* [What to work on] Rewrite the material below, replacing each occurrence of "Target" with "Object" and leaving everything else unchanged.

--- START OF Data section ---

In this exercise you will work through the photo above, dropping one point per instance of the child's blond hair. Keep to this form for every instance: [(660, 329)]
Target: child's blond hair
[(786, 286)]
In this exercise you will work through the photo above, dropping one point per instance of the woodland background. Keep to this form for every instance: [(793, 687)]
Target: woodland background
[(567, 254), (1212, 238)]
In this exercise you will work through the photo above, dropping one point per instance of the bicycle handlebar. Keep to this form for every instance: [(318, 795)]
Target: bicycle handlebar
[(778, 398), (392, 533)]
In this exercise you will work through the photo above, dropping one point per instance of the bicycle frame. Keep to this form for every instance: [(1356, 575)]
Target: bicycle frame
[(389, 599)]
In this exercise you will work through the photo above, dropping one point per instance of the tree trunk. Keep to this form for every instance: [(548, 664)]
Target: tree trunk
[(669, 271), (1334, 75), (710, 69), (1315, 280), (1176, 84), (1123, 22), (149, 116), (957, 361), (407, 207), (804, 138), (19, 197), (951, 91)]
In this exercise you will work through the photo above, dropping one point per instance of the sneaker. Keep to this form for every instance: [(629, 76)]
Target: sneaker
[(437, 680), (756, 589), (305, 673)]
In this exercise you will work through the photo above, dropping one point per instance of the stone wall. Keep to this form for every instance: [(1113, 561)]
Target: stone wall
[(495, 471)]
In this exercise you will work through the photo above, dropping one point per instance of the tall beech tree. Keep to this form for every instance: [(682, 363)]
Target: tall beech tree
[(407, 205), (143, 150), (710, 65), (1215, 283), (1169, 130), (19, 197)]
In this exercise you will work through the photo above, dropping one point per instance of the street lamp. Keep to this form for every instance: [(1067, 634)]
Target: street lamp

--- END OF Data section ---

* [Correct result]
In this exercise you will work through the photo above, dropping one point per instance of the child's blond hair. Keep to this form for every instance: [(660, 329)]
Object: child's blond hair
[(786, 286)]
In this exercise you will work through the photo above, dropping one point per instance of the woodland background. Keep to this form for every instance: [(793, 687)]
Object: woodland background
[(567, 254), (1212, 238)]
In this exercise you will work through the photo above, dropping one point per instance of the bicycle handlebar. Keep to this form for every instance: [(318, 795)]
Object: bicycle handlebar
[(778, 398), (392, 533)]
In this exercise you will work through the photo above, dropping one point per instance of the bicycle frame. Keep to this form for every instance: [(1356, 575)]
Object: bicycle frame
[(389, 599)]
In this exercise you will work through the photo above, dropping one point per instance of the tree trunk. Keep to this form for every instance: [(548, 664)]
Object: tree trunk
[(669, 271), (1334, 75), (710, 69), (1315, 280), (1176, 84), (1123, 22), (149, 116), (957, 361), (407, 207), (804, 138), (19, 197), (951, 91)]
In this exercise you will work through the photo above, dropping one point per instance of the sneaker. Keep to this form for every instance: [(629, 76)]
Object: sneaker
[(437, 680), (756, 589), (305, 673)]
In this exercise you will work through the photo above, dropping one point per instance of the stone wall. Keep to this form for every instance: [(1113, 561)]
Object: stone wall
[(495, 471)]
In this exercise you will work through the photo above, dropping one point per instance of the tall beech tree. Keep to this form for every instance: [(682, 363)]
Object: tall beech tree
[(407, 205), (143, 150), (710, 65), (1215, 283), (1169, 130), (19, 197)]
In this exercise you will work through the photo above, dropping one point per instance of the street lamp. Keep to this form for every instance: [(1067, 634)]
Object: street lamp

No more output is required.